» What is needed: Count the lines in the records below that contain the string "leaf", treating uppercase and lowercase letters as distinct, and reply with only that number.

» Stored rows:
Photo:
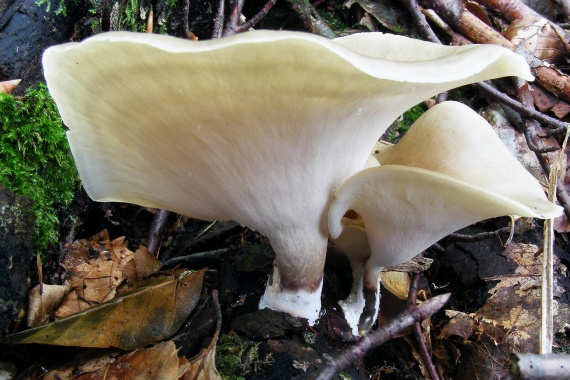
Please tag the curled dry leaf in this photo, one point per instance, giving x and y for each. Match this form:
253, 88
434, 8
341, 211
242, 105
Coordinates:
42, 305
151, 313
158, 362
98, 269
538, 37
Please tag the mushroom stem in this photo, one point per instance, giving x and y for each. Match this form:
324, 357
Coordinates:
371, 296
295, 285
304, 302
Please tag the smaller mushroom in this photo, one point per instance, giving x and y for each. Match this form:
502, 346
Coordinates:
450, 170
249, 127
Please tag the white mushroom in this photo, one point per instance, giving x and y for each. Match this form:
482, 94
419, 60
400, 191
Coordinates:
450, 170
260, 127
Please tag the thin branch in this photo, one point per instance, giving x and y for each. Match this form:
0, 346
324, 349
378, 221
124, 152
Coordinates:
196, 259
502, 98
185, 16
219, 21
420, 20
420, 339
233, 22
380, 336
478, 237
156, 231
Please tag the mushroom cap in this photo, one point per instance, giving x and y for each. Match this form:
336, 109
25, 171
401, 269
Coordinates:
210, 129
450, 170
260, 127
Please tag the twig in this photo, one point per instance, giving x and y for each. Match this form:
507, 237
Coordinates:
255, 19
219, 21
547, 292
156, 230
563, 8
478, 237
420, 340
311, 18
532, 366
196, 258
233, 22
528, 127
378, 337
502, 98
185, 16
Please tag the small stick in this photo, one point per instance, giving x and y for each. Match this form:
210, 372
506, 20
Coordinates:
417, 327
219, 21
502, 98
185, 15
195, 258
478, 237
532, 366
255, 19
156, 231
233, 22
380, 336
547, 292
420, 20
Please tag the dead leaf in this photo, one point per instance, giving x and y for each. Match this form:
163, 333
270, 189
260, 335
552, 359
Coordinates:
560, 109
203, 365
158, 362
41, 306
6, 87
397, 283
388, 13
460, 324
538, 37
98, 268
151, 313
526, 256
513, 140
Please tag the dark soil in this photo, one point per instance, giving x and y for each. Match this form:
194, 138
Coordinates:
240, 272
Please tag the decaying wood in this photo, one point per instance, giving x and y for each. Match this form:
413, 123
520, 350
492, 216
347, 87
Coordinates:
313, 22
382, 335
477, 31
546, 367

...

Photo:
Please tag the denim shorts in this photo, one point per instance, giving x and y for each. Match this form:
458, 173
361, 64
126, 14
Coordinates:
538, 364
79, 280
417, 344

» Completed exercise: 2